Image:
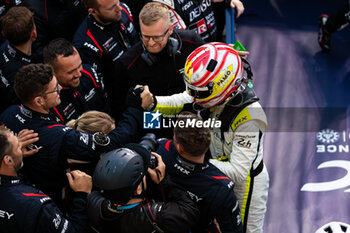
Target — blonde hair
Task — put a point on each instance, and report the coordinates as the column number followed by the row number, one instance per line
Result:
column 152, row 12
column 92, row 122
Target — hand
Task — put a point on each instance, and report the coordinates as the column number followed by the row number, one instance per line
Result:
column 147, row 97
column 157, row 174
column 25, row 138
column 243, row 54
column 238, row 5
column 79, row 181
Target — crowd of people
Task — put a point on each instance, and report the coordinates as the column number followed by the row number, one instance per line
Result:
column 76, row 79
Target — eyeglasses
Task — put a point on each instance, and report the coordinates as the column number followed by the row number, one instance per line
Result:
column 57, row 89
column 154, row 38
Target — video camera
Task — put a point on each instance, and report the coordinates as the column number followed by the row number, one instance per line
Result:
column 149, row 142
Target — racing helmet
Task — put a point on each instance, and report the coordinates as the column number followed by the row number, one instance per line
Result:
column 118, row 173
column 212, row 72
column 334, row 227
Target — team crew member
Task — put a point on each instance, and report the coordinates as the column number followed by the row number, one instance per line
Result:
column 82, row 90
column 19, row 29
column 38, row 90
column 104, row 35
column 207, row 185
column 215, row 82
column 4, row 7
column 24, row 208
column 158, row 59
column 330, row 24
column 124, row 206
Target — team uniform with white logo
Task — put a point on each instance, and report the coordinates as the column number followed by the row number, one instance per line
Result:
column 100, row 46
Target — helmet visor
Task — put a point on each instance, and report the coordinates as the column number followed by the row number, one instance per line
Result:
column 199, row 92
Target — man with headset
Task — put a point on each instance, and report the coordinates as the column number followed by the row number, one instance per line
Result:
column 157, row 60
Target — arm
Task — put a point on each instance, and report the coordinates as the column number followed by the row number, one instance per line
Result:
column 51, row 219
column 179, row 213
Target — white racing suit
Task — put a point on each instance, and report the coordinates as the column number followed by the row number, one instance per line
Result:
column 239, row 155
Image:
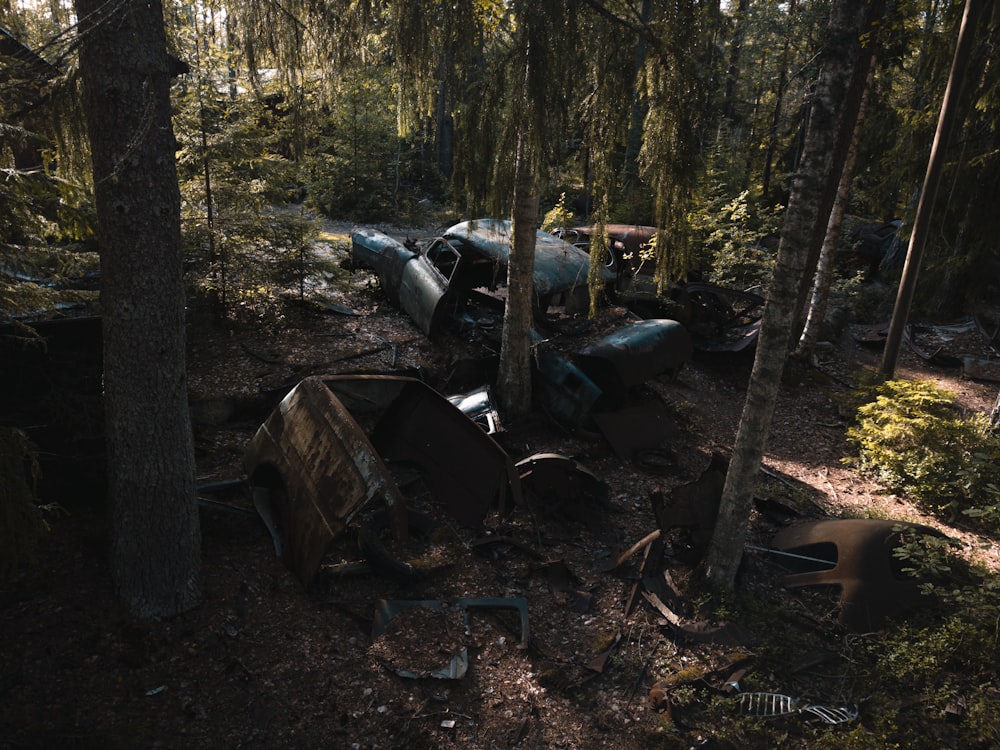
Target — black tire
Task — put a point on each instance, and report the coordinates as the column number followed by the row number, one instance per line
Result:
column 381, row 558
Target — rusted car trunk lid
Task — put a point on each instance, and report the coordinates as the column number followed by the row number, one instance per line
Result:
column 312, row 448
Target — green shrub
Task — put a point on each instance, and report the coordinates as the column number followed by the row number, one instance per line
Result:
column 914, row 439
column 558, row 217
column 21, row 522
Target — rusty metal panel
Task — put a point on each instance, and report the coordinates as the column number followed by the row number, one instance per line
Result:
column 860, row 562
column 422, row 293
column 384, row 255
column 312, row 447
column 464, row 468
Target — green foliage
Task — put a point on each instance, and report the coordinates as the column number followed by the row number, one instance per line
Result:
column 46, row 229
column 914, row 439
column 558, row 217
column 21, row 522
column 244, row 247
column 359, row 167
column 730, row 233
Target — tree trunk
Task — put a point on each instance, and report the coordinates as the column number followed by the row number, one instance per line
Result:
column 921, row 228
column 156, row 541
column 514, row 378
column 824, row 268
column 633, row 141
column 813, row 192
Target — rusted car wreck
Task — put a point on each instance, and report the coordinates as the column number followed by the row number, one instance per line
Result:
column 433, row 282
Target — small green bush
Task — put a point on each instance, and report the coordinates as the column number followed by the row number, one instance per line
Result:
column 558, row 217
column 21, row 521
column 914, row 439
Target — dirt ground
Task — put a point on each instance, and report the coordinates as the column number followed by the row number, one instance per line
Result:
column 265, row 663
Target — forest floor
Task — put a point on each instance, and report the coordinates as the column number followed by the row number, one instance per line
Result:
column 265, row 663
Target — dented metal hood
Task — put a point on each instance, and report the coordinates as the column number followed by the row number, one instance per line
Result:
column 408, row 421
column 316, row 456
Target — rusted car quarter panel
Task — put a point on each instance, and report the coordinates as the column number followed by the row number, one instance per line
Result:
column 559, row 266
column 312, row 448
column 634, row 354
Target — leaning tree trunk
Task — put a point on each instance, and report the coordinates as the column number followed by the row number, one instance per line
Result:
column 827, row 254
column 835, row 107
column 514, row 378
column 156, row 541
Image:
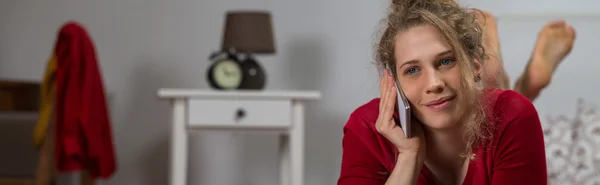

+-------+

Can you write out every line of the material above as a numbered list, with blank lines and the pictures left out?

1. Image:
2. Target — blonde hair
3. Task — put a point on each instance, and report the coordinates as the column number followed by the row number, one instance per line
4. Result:
5. column 152, row 12
6. column 92, row 122
7. Target — hand
8. Task — put a point on each instance, and report the coordinates as the column number followed by the row number, one instance per line
9. Result:
10. column 147, row 97
11. column 157, row 174
12. column 25, row 138
13. column 243, row 54
14. column 238, row 5
15. column 79, row 181
16. Target — crowd of people
17. Task — put a point on each instance, and report the coordinates as the column number followed by the row number, one instance per line
18. Result:
19. column 76, row 79
20. Target — eyeglasses
21. Task — put a point on each instance, and report the coordinates as the column number followed by the row number, one instance per line
22. Result:
23. column 57, row 89
24. column 154, row 38
25. Target — video camera
26. Task — put a point on each instance, and report the coordinates as the column number followed by the row number, one instance per line
27. Result:
28. column 149, row 142
29. Target — racing helmet
30. Task — put a point on each instance, and report the coordinates as the column number followed by the row number, one instance per line
31. Result:
32. column 118, row 173
33. column 212, row 72
34. column 334, row 227
35. Target — team crew member
36. Task — put a point on each instance, and report the coordinates as the column number followed by the row number, one instance per line
37. Result:
38. column 82, row 90
39. column 19, row 29
40. column 38, row 90
41. column 104, row 35
42. column 207, row 185
43. column 215, row 82
44. column 4, row 7
45. column 24, row 208
46. column 158, row 59
47. column 330, row 24
48. column 124, row 206
49. Target — team uniform with white logo
50. Task — put a point on each instance, and report the coordinates as the column number followed by the row number, one instance per line
51. Result:
52. column 100, row 46
53. Target — helmet visor
54. Task — put a point on each instance, and report the coordinates as the column number followed by the row number, one instance per line
55. Result:
56. column 199, row 92
57. Target — man with headset
58. Task — put a point on each instance, and report the coordinates as the column number followed by the row number, one instance per line
59. Result:
60. column 157, row 60
61. Target — arm
62. Task — put a point on each instance, and report the coordinates as the column number followed by the row number, one instance per line
63. Result:
64. column 51, row 219
65. column 179, row 213
66. Target — white racing suit
67. Task — put a point on each instance, and report the coordinates as the column number followed by the row number, one instance per line
68. Result:
69. column 239, row 155
70. Image:
71. Target — black tire
72. Task — put a point on each instance, and report the coordinates as the column number followed by the row number, one instance per line
73. Result:
74. column 381, row 558
75. Target — rusted car trunk lid
76. Task — put a point on each instance, and report the coordinates as the column number followed by the row number, one instance per line
77. Result:
78. column 312, row 448
79. Target — green shrub
80. Task — put a point on each instance, and report the coordinates as the column number followed by the row number, one instance per line
81. Result:
82. column 914, row 439
83. column 558, row 217
84. column 21, row 522
85. Target — rusty metal panel
86. Task — put a point on each instance, and report the coordinates as the column number followed by the row number, one instance per line
87. Result:
88. column 860, row 562
89. column 422, row 293
90. column 384, row 255
91. column 312, row 447
92. column 464, row 468
93. Target — green foliage
94. Task — put a point on each instance, and report the coordinates as the column number followed by the row number, one instance per line
95. Result:
96. column 46, row 229
97. column 914, row 439
98. column 558, row 217
99. column 21, row 522
100. column 244, row 247
101. column 359, row 167
102. column 730, row 233
103. Target — tree trunk
104. Task — put a point on each instance, and report the coordinates as the column number followed by the row number, one instance per line
105. Result:
106. column 921, row 228
107. column 156, row 541
108. column 514, row 378
109. column 824, row 268
110. column 633, row 141
111. column 813, row 192
112. Target — rusted car wreck
113. Task — put a point on each instance, and report the coordinates as the column number followed by the row number, one instance per line
114. Result:
115. column 433, row 282
116. Target — small green bush
117. Task — put a point on each instance, and report the coordinates as the column number followed by the row number, one instance per line
118. Result:
119. column 558, row 217
120. column 21, row 521
121. column 914, row 439
122. Target — dirt ground
123. Task — put a point on each instance, and report the coordinates as the column number followed by the row number, one instance per line
124. Result:
125. column 265, row 663
126. Target — forest floor
127. Task — put a point on each instance, and report the coordinates as the column number followed by the row number, one instance per line
128. Result:
129. column 265, row 663
130. Target — dented metal hood
131. Task — put a point on each instance, and report the coordinates as the column number followed by the row number, one instance per line
132. Result:
133. column 408, row 421
134. column 316, row 456
135. Target — rusted car quarter panel
136. Task — put a point on each instance, and report the coordinates as the column number followed by the row number, one instance per line
137. Result:
138. column 559, row 266
139. column 312, row 448
140. column 634, row 354
141. Target — leaning tree trunk
142. Task — put a point on each instance, and report the coordinates as the column number followed by the row number, one instance per line
143. Result:
144. column 827, row 254
145. column 835, row 107
146. column 514, row 378
147. column 156, row 541
148. Image:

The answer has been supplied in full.